К работе были привлечены ГК НИИ ВВС, Институт биофизики, Институт приборостроения (СНИИП), Летно-испытательный институт в Жуковском. Исследования и на земле, и в полете показали, что создание самолета с ядерным реактором возможно. Самолет взлетает, реактор запускается, работает на разных высотах, при разной плотности воздуха.
Реактор был водо-водяной исследовательский. Его прототип был построен у нас еще в 1953-1954 годах. Об этом тоже мало кто знает. Тогда промышленные реакторы были в основном уран-графитовые, водо-водяных еще не было. А когда начали делать подводные лодки, этот вопрос возник. Поэтому на территории нашего института построили экспериментальный реактор. На нем сначала изучили физику (в 1953 году), а потом его приспособили как реактор для облучения. Здесь проводились работы по исследованию прохождения излучений через различные защитные материалы, испытывалась радиационная стойкость оборудования.
На крылатой ракете основным вопросом была не защита, а радиационная стойкость оборудования. Фактически там планировалась только небольшая защита, потому что назначение ракеты — доставлять боевые заряды.
А для пилотируемых самолетов защита была существенным элементом — потому что в кабине сидят люди. И падают самолеты чаще. (И сейчас падают, и довольно часто). Нельзя же допустить, чтобы реактор летел-летел — и упал! Это — основная причина, сдержавшая развитие ядерной авиации.
А тут, к счастью, успешно полетели ракеты Королева, Гагарин в 1961 году побывал в космосе; все убедились в том, что баллистика работает. И атомную авиацию стали потихонечку закрывать. Я как раз работал над диссертацией, где в выводах написал, совершенно независимо от Хрущева: «Хорошо, но делать не надо».

### ПРЕДСТАВЛЕННЫЕ СТРОКИ
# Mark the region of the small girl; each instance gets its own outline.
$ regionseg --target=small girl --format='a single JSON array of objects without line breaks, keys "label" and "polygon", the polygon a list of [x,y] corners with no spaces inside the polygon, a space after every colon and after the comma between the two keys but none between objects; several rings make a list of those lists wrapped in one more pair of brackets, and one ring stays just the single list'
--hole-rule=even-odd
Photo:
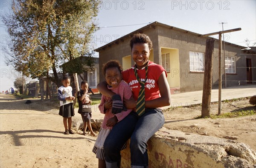
[{"label": "small girl", "polygon": [[[73,101],[75,97],[72,95],[72,87],[70,85],[71,78],[69,76],[65,76],[62,78],[63,85],[58,90],[58,99],[60,101],[61,106],[59,115],[63,117],[63,124],[65,127],[64,134],[74,134],[71,130],[72,120],[71,117],[75,115]],[[68,130],[67,129],[68,123]]]},{"label": "small girl", "polygon": [[[121,74],[122,68],[119,62],[116,60],[109,61],[103,65],[102,71],[105,75],[108,89],[116,95],[112,96],[112,99],[102,95],[101,103],[99,105],[100,112],[105,114],[101,129],[93,149],[93,151],[96,154],[96,157],[99,159],[99,168],[106,167],[103,149],[103,144],[106,137],[113,126],[126,117],[132,111],[130,109],[126,111],[122,110],[122,106],[121,110],[119,111],[122,111],[121,112],[118,113],[120,107],[112,107],[113,101],[122,101],[123,98],[129,99],[132,96],[129,85],[122,80]],[[125,148],[126,144],[125,144],[121,150]]]},{"label": "small girl", "polygon": [[81,90],[78,92],[77,99],[78,100],[78,113],[81,115],[82,119],[84,122],[84,132],[83,134],[86,135],[86,129],[88,128],[90,132],[90,134],[93,137],[96,137],[97,135],[92,128],[90,120],[92,118],[92,106],[91,104],[92,100],[90,96],[88,94],[89,85],[88,82],[83,81],[81,82]]}]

### ЗАДАНИЯ К УПРАЖНЕНИЮ
(1) Перепишите без изменений часть фрагмента о ядерной авиации от слов «На крылатой ракете» до слов «развитие ядерной авиации.».
(2) Определите, согласуется ли с фрагментом о ядерной авиации каждое утверждение: (a) прототип водо-водяного реактора был построен в 1953–1954 годах; (b) на крылатой ракете главным вопросом была защита; (c) Гагарин побывал в космосе в 1957 году. Для каждого ответьте «да» или «нет» и приведите точную решающую цитату из фрагмента.
Строки служат самостоятельным материалом и с фрагментом не связаны.

### СПИСОК ОТВЕТОВ
(1)
На крылатой ракете основным вопросом была не защита, а радиационная стойкость оборудования. Фактически там планировалась только небольшая защита, потому что назначение ракеты — доставлять боевые заряды.
А для пилотируемых самолетов защита была существенным элементом — потому что в кабине сидят люди. И падают самолеты чаще. (И сейчас падают, и довольно часто). Нельзя же допустить, чтобы реактор летел-летел — и упал! Это — основная причина, сдержавшая развитие ядерной авиации.

(2)
(a) Да: «Его прототип был построен у нас еще в 1953-1954 годах».
(b) Нет: «На крылатой ракете основным вопросом была не защита, а радиационная стойкость оборудования».
(c) Нет: «Гагарин в 1961 году побывал в космосе».